> [THE TASK] Would you print the records below word for word, without the pictures?

Referring expression pointing data:

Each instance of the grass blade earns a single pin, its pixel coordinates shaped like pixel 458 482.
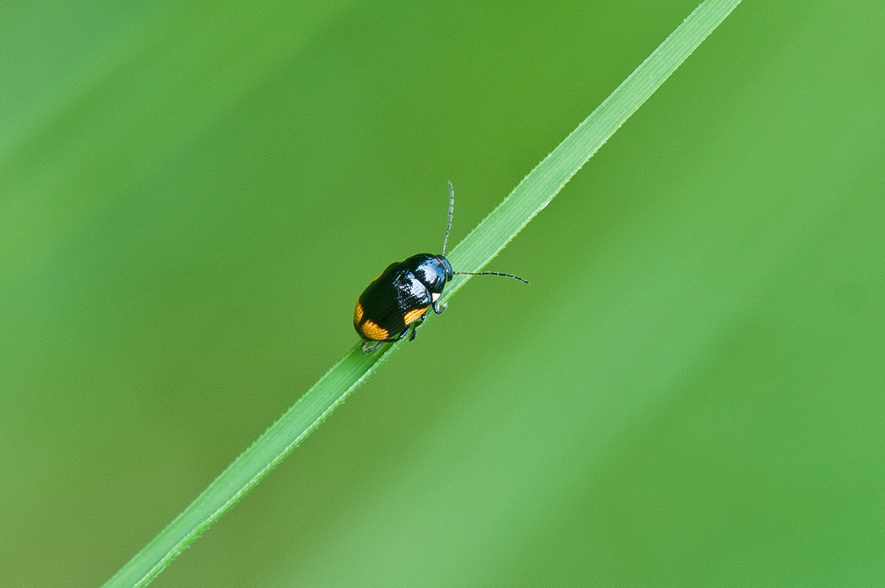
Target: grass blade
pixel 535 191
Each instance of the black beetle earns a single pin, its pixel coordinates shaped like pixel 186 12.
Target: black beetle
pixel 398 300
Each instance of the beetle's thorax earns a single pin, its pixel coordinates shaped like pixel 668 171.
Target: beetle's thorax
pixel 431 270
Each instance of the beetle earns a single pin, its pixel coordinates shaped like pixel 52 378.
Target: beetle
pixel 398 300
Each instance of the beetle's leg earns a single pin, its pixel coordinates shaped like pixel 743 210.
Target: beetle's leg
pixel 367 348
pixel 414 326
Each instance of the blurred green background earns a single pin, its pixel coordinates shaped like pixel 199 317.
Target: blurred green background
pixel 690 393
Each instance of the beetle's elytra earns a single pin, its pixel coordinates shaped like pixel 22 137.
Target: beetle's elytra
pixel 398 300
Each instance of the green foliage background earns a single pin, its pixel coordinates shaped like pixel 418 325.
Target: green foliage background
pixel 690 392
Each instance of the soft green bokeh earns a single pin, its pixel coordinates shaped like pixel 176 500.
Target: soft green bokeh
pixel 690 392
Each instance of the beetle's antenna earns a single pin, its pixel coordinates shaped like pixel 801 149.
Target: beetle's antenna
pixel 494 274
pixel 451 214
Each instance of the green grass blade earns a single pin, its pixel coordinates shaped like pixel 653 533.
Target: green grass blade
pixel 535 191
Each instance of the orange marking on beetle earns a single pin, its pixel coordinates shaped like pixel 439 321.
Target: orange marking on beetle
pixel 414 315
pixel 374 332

> [SOLUTION BELOW]
Each instance of the grass blade earns a single pin, its pixel coordinates shaped like pixel 458 482.
Target: grass blade
pixel 535 191
Each instance of the black beetle earns a single pin, its pixel coordinates shaped like pixel 186 12.
Target: black beetle
pixel 398 300
Each instance of the beetle's thorax earns a single pin, its pixel coordinates shaped like pixel 668 171.
Target: beetle's thorax
pixel 431 270
Each instance of the beetle earns a single pin, its pixel coordinates shaped like pixel 52 378.
Target: beetle
pixel 398 300
Each instance of the beetle's leg earns a single pin, its pixel coordinates shaped like pixel 743 210.
Target: beetle's leg
pixel 367 348
pixel 414 326
Each instance of the blurred green background earns a single pin, its pixel coordinates shaped like pixel 199 317.
Target: blurred green background
pixel 690 393
Each instance of the beetle's elytra earns a single pin, its pixel coordinates shaped like pixel 22 137.
Target: beetle's elytra
pixel 398 300
Each instance of the green foliage background earns a single pin, its pixel coordinates shaped like pixel 418 325.
Target: green foliage background
pixel 690 392
Each instance of the soft green bokeh earns a single pin, its pixel coordinates shaped like pixel 176 500.
Target: soft green bokeh
pixel 690 392
Each instance of the beetle's antenna earns a single pin, its pixel coordinates shaped like pixel 801 149.
Target: beetle's antenna
pixel 494 274
pixel 451 214
Each instance of the green grass blade earns a single pin, its pixel coordinates shaped like pixel 653 533.
Target: green grass blade
pixel 535 191
Each instance of the orange marking on beetle earns a single pin, its pixel coordinates shaped like pixel 439 321.
Target: orange marking on beetle
pixel 414 315
pixel 374 332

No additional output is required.